**Text extract:**
══════════

Uh, x86 means 32-bit to me, and this MacBook Pro is definitely x86_64.
>> I think we would be well-advised to get the size of slock_t down to a
>> single byte on as many platforms as possible, because when it's any
>> wider than that it makes some critical structures that would otherwise
>> fit into a cache line start to not fit, and that can have a very big
>> impact on performance.
>
> I really doubt that that's a good argument for choosing a markedly less
> efficient locking primitive, which is what's at stake for PPC. I have
> no info about the other architectures.
I don't know for certain, but I would not be willing to take that on
faith. I'm not sure if you've read all of the discussion threads on
this mailing list about fitting things into cache lines and/or
aligning things to cache lines to avoid major performance regressions
on large servers, but there have been quite a few of those over the
last few years and there will doubtless be more.

══════════

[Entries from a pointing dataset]
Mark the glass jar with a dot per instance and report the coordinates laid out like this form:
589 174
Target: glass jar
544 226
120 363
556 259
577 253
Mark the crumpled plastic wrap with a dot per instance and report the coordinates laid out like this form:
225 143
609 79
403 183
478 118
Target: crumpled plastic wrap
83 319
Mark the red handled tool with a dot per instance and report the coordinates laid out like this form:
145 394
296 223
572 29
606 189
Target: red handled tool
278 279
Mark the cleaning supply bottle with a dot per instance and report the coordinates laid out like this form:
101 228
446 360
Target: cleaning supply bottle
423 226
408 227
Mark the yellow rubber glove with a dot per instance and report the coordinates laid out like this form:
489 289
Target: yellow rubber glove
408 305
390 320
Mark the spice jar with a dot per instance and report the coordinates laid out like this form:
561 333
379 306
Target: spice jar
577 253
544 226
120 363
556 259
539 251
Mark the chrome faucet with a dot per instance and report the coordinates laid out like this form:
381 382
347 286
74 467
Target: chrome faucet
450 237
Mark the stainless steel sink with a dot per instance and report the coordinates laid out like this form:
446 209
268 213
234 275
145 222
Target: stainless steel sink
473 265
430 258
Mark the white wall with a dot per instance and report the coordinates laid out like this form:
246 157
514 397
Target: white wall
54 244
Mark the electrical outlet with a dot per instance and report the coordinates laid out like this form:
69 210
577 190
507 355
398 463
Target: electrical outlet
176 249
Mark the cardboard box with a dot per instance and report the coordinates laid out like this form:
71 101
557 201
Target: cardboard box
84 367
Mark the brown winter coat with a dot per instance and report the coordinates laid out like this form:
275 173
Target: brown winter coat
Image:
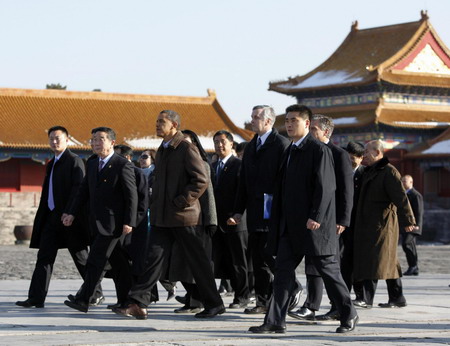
180 179
382 197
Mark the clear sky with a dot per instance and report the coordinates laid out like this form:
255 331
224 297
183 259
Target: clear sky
235 47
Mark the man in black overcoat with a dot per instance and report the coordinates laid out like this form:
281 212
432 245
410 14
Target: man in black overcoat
304 223
63 177
110 189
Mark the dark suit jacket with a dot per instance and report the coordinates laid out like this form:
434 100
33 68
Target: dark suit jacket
225 190
258 173
67 176
344 184
416 201
305 190
111 194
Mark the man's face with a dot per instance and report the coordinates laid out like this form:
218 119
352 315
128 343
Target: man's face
317 132
101 144
223 146
407 182
164 126
258 122
355 160
296 126
58 141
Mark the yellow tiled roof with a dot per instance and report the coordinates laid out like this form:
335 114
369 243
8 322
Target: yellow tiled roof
25 116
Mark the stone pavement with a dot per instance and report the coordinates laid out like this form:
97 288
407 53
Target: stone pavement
425 321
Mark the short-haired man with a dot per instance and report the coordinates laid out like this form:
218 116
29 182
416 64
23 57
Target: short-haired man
110 189
304 223
64 174
260 163
229 248
180 179
409 238
382 206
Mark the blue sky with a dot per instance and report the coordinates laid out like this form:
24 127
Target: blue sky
185 47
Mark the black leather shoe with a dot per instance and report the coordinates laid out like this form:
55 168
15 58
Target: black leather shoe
392 305
361 304
77 305
412 271
348 326
256 310
210 313
303 314
29 304
332 315
267 329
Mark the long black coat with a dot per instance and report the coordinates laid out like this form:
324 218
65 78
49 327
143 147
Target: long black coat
258 174
67 177
111 194
305 190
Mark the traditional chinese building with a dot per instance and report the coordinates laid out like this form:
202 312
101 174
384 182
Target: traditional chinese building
390 83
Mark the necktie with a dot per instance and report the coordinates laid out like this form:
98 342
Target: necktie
50 200
258 144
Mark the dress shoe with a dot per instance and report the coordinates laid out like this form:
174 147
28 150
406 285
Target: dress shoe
412 271
295 299
29 304
187 310
361 304
77 305
210 313
256 310
332 315
392 305
303 314
348 326
267 329
133 310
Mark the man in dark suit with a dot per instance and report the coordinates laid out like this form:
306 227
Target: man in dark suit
63 177
110 188
229 242
322 128
409 238
180 179
260 163
304 223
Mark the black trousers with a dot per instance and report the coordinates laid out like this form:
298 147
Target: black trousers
410 249
160 245
284 283
48 250
263 267
230 258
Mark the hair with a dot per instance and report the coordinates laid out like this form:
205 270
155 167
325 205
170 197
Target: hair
227 134
172 116
109 132
57 128
325 123
123 150
304 112
267 113
355 148
196 141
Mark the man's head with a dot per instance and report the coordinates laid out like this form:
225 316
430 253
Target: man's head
263 118
103 140
167 124
322 127
373 152
223 143
355 151
297 121
407 182
58 139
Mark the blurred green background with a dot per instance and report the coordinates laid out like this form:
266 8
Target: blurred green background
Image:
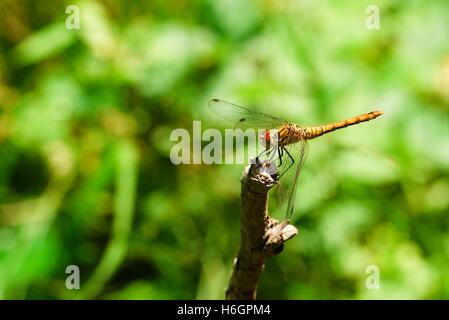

══════════

**Problem details:**
From the discussion of lock size and cache lines above, extract the passage that opens with the words containing "Uh, x86 means" and closes with "the other architectures.".

**Correct response:**
Uh, x86 means 32-bit to me, and this MacBook Pro is definitely x86_64.
>> I think we would be well-advised to get the size of slock_t down to a
>> single byte on as many platforms as possible, because when it's any
>> wider than that it makes some critical structures that would otherwise
>> fit into a cache line start to not fit, and that can have a very big
>> impact on performance.
>
> I really doubt that that's a good argument for choosing a markedly less
> efficient locking primitive, which is what's at stake for PPC. I have
> no info about the other architectures.